_RECORDS FOR PROCESSING_
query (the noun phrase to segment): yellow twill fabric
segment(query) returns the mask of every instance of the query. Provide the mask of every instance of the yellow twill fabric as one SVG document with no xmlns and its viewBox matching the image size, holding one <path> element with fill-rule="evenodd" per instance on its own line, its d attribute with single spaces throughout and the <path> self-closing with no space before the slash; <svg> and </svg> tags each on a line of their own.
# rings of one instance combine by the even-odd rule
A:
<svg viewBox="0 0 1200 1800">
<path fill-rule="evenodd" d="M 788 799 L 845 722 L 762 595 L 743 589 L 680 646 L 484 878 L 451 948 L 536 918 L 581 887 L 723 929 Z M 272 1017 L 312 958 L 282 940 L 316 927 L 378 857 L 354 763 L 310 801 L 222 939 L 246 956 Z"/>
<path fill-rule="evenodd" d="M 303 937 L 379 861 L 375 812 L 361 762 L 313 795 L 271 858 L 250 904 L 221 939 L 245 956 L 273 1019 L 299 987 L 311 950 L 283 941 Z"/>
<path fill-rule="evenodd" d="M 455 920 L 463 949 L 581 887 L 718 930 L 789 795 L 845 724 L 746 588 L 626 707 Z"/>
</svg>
...
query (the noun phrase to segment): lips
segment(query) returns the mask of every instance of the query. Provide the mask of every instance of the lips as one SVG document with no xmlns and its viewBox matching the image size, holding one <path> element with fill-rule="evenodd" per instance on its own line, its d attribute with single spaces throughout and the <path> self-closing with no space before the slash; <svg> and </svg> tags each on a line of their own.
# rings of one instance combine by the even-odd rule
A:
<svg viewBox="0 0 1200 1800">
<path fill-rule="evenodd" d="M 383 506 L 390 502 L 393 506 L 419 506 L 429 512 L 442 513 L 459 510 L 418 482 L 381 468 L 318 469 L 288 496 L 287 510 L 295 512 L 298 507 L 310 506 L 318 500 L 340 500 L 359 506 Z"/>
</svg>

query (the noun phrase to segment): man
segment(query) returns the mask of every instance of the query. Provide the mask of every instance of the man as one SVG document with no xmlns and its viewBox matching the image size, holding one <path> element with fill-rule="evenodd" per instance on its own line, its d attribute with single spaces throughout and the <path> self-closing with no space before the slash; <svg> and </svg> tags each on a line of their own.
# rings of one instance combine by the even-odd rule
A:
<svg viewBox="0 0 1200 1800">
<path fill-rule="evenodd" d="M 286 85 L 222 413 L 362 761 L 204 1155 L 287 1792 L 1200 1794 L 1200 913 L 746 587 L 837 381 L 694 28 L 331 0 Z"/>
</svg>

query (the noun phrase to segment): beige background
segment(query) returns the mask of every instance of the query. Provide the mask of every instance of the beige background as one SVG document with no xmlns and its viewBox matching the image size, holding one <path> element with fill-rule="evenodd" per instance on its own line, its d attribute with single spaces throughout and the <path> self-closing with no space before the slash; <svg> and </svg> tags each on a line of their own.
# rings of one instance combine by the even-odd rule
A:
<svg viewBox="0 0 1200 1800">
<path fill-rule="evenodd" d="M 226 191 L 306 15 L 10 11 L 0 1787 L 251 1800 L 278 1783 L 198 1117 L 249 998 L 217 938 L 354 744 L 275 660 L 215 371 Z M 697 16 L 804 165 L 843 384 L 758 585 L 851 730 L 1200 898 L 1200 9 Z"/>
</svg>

_EXERCISE OBJECTIVE_
In the listing above, how many lines include the string "phrase"? Say only the number.

_ANSWER BELOW_
4